== What the task requires ==
Update the items from their start through the line containing "x=284, y=406" by replacing "toilet base" with "toilet pedestal" and leaving everything else unchanged.

== Entries from a pointing dataset ==
__________

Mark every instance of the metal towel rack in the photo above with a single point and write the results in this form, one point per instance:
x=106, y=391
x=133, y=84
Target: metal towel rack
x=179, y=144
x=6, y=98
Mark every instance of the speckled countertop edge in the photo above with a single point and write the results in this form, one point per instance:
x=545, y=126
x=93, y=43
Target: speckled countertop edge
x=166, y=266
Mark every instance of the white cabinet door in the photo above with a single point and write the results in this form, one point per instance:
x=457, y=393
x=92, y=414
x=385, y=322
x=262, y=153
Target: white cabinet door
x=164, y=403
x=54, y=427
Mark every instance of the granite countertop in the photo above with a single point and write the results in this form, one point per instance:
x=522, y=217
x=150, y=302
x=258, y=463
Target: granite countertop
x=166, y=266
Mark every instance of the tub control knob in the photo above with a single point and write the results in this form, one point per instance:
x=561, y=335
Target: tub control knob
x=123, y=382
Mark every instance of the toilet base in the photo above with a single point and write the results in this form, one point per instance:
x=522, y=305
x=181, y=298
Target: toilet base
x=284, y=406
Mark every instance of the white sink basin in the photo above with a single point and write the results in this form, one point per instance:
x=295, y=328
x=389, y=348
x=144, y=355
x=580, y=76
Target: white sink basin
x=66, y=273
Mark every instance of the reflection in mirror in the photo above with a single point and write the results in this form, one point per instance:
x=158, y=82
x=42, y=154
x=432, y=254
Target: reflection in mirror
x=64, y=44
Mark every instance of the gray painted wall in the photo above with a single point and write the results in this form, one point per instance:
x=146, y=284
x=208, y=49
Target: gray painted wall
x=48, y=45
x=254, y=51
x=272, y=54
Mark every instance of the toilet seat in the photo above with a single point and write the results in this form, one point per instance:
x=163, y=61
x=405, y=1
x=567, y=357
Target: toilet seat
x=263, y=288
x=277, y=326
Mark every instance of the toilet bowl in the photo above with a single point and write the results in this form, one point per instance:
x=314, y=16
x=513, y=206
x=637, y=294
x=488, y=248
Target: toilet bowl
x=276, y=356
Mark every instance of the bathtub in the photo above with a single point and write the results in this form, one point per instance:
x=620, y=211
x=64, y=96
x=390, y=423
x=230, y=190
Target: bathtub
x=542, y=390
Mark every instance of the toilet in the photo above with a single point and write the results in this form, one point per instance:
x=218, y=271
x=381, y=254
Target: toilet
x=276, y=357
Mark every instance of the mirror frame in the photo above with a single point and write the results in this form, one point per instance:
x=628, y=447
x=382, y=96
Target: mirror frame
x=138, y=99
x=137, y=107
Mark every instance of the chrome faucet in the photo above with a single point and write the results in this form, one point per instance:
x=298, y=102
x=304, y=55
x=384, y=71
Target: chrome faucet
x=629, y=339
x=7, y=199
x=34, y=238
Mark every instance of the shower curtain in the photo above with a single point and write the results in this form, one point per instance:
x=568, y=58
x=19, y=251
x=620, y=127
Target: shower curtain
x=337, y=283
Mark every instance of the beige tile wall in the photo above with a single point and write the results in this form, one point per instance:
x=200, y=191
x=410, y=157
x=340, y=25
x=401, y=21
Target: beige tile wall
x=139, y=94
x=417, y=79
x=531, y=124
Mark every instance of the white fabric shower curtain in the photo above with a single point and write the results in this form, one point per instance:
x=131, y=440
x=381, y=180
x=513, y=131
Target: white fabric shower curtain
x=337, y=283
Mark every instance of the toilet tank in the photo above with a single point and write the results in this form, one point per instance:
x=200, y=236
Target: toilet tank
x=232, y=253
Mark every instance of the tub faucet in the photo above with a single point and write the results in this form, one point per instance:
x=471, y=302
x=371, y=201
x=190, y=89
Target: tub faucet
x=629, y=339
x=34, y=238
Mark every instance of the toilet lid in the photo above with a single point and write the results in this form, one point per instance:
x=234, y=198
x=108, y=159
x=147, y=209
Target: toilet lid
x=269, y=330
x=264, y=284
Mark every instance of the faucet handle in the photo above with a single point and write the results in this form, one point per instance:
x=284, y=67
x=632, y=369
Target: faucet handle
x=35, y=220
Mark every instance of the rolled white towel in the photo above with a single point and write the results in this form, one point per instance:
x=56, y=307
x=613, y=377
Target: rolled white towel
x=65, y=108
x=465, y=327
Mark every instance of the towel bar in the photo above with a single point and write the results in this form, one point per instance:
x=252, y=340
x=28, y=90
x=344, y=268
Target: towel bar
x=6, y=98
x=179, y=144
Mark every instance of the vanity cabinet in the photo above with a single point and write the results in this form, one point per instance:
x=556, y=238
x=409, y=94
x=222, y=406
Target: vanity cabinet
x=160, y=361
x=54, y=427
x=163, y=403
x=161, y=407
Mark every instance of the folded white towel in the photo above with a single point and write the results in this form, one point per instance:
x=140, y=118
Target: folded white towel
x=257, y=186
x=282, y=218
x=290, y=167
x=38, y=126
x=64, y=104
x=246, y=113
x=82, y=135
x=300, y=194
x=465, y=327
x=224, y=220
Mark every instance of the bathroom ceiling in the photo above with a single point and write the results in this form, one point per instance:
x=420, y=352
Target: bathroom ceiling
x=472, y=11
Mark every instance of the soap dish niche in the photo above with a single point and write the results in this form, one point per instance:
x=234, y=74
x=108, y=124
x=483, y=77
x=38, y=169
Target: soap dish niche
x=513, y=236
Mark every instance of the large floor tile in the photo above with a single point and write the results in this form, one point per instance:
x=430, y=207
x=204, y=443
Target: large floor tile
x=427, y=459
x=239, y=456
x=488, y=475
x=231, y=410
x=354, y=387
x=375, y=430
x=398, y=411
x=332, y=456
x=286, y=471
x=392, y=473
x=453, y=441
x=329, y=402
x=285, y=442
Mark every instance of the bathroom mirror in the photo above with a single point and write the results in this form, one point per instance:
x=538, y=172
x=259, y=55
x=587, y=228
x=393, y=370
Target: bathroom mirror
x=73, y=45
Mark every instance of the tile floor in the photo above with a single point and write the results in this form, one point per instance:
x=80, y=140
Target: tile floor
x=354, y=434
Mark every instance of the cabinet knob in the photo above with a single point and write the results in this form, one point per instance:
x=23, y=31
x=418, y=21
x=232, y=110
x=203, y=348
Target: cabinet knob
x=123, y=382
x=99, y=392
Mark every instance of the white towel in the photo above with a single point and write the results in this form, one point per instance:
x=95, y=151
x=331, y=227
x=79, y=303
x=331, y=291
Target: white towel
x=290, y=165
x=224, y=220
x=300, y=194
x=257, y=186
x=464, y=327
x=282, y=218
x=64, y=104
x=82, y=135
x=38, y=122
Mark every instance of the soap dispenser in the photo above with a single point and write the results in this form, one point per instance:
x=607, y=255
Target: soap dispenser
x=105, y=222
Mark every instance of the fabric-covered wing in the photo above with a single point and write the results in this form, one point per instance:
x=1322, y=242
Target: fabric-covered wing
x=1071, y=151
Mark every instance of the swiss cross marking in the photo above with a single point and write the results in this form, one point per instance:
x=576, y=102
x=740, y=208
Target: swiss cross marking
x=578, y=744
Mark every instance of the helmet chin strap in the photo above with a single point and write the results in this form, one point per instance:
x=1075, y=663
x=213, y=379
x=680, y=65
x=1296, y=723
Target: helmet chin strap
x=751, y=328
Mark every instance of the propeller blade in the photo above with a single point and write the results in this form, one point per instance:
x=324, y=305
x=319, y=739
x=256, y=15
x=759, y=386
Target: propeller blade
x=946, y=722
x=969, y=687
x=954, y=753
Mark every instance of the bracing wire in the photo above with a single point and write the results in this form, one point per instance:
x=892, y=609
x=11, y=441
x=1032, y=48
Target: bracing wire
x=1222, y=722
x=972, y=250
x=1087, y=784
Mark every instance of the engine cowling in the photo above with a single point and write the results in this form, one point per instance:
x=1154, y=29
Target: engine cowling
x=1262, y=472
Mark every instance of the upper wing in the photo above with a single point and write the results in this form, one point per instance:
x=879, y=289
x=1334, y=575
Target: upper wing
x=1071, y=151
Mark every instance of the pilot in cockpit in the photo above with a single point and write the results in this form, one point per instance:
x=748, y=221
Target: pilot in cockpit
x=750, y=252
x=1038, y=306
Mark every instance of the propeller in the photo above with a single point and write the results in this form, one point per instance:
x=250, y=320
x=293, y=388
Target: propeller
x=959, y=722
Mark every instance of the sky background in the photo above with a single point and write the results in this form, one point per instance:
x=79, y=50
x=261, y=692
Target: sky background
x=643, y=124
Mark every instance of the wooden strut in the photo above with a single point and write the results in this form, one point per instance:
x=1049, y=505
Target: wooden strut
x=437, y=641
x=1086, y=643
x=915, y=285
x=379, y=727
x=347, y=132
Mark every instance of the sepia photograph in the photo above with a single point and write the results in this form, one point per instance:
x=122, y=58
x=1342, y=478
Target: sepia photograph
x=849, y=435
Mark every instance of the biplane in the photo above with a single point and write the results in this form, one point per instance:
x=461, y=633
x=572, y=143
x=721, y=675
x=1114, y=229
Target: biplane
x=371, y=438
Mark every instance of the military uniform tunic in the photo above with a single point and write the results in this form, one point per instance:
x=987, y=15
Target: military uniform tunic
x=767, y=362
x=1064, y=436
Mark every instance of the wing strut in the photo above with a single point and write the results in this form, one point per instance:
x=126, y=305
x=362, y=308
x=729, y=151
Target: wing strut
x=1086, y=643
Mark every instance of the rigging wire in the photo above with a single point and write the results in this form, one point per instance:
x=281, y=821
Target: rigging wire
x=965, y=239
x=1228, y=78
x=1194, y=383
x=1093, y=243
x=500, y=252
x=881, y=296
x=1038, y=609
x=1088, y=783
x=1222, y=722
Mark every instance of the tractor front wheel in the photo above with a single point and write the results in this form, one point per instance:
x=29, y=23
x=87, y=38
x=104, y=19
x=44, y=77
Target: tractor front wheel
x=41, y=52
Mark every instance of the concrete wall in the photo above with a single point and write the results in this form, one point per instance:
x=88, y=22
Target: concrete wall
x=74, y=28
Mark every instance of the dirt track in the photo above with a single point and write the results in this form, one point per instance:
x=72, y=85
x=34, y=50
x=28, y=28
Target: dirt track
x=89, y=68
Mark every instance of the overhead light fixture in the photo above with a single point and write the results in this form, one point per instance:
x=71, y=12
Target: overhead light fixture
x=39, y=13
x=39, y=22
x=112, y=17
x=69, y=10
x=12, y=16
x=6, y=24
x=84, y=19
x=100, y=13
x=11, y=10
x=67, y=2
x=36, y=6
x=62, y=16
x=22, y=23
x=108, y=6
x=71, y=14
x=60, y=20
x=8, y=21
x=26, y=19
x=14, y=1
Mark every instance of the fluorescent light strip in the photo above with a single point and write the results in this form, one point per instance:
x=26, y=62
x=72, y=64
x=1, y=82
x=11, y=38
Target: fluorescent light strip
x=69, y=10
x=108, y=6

__________

== Written solution ==
Mark every instance of the metal towel rack in the photo above with a single point and write the results in this form, one point per instance:
x=106, y=391
x=133, y=84
Target: metal towel rack
x=179, y=144
x=6, y=98
Mark every instance of the speckled countertop edge in the photo above with a single point and write the results in this form, one point per instance:
x=545, y=126
x=93, y=43
Target: speckled countertop edge
x=166, y=266
Mark every instance of the white cabinet door in the photo above with a single point and write the results in this form, one point per instance:
x=457, y=393
x=92, y=414
x=385, y=322
x=262, y=153
Target: white cabinet door
x=164, y=403
x=54, y=427
Mark every instance of the granite countertop in the photo above with a single point and write the results in this form, one point per instance:
x=522, y=217
x=150, y=302
x=258, y=463
Target: granite countertop
x=166, y=266
Mark every instance of the tub control knob in the photo above with a single point and write the results in this form, one point per instance:
x=561, y=335
Target: tub control knob
x=123, y=382
Mark every instance of the toilet pedestal in the photo above with a single point and write the results in this form, one point per instance:
x=522, y=305
x=181, y=298
Target: toilet pedestal
x=284, y=406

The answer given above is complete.